### [INSTRUÇÕES E REQUISITOS]
Reproduza, sem alterações, a parte do trecho sobre o trabalho de Adriana como técnica de som compreendida entre "Adriana não costuma" e "direto no console.", inclusive.

Em quais consoles Adriana prefere trabalhar? “Eu gosto muito de encontrar mesas boas, gosto muito das mesas Soundcraft linhas Vi, 3000, 2000, gosto muito de Digico SD8 e SD9. Midas e SSL são ótimas mas difíceis de achar.” E o que ela mais costuma encontrar? “Yamaha M7CL e LS9, são equipamentos de muito uso, e se não fazem a manutenção direito, não dá. É o que eu mais pego, mas não entram em nenhum dos meus riders, nem com banda pequena, eu não peço, porque normalmente é o que vai ter. E até atende o input e o output, efeitos, equalizadores gráficos, mas o problema é o mau estado delas.”
Adriana não costuma encontrar equipamentos periféricos além do console, talvez um par de equalizadores gráficos, que muitas vezes não estão funcionando direito, então ela se adaptou a resolver tudo direto no console.
“Eu nem peço, porque pode ter um cabo de insert ruim ou mal colocado, aí o som não chega e você só perde tempo. Melhor ir no console, estou acostumada a trabalhar com qualquer console. O que tiver, você vai e faz. Tenho minhas preferências, mas o que tiver eu faço, não fico dependendo de equipamento. Claro que muda, né, as ferramentas, quanto melhores, mais fácil seu trabalho. Mas eu tô acostumada a torcer M7, LS9 e X32.”
As bandas brasileiras têm uma queixa comum antes de contratar Adriana como técnica de monitor. “O maior problema que as bandas tem é se ouvir. Uma banda que só pode ter um técnico, não vai ter um técnico de monitor, normalmente esse técnico vai fazer o PA. Muitas vezes é um técnico que faz só um show e depois vai embora. Músico que tá acostumado a ter técnico de monitor, se acostuma a se ouvir bem, e no dia que não tem, passa um perrengue.” Por isso, quando Adriana é a única técnica de som na equipe, ela levanta uma mix básica de monitor antes de ir para o PA, porque “enquanto eles não tiverem se ouvindo, eles não vão tocar. Não adianta o PA estar bom se eles estiverem errando, se eles não tiverem se ouvindo. Eu penso assim. Tem gente que não se importa porque foi contratado só pra mixar o PA, mas eu acho que tudo isso agrega no trabalho, se você chega e faz um trabalho mais completo a banda vai te dar muito mais valor e falar ‘a Adriana resolve tudo pra gente, quando for um show maior com cachê melhor a gente aumenta a equipe, mas por enquanto ela é o suficiente’”.

### [MATERIAL FORNECIDO]
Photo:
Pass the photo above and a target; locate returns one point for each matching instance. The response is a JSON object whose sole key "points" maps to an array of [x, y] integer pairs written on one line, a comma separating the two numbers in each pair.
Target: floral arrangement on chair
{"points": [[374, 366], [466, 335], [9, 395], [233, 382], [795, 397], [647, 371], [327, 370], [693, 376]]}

--

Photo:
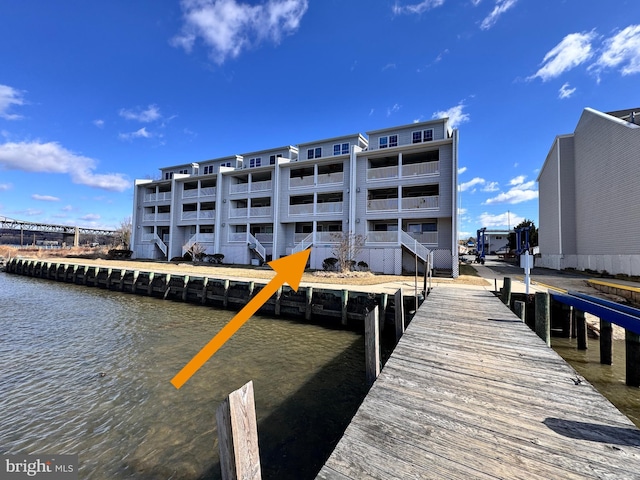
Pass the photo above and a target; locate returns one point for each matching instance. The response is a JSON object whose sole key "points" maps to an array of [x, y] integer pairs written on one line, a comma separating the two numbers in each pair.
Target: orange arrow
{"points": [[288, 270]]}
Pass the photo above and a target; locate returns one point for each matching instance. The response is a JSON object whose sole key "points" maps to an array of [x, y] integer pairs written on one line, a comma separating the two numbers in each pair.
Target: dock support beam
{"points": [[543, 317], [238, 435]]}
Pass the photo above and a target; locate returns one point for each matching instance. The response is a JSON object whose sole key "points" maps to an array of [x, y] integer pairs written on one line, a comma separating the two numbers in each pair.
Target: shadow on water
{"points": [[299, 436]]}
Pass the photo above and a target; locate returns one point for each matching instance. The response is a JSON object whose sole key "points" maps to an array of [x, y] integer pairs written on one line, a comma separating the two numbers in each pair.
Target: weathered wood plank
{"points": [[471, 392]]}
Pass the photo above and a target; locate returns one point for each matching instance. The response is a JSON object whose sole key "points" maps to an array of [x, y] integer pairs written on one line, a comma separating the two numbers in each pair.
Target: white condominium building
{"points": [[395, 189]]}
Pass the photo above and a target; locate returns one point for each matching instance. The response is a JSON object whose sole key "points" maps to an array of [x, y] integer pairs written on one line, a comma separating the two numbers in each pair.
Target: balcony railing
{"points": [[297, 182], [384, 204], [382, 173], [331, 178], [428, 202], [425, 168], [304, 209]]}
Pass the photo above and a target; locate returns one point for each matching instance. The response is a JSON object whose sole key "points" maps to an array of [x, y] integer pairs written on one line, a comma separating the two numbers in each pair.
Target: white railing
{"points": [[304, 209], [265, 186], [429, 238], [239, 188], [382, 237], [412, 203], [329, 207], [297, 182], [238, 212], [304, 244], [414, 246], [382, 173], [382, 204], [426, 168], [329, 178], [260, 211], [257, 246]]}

### [RESPOSTA AO EXERCÍCIO]
Adriana não costuma encontrar equipamentos periféricos além do console, talvez um par de equalizadores gráficos, que muitas vezes não estão funcionando direito, então ela se adaptou a resolver tudo direto no console.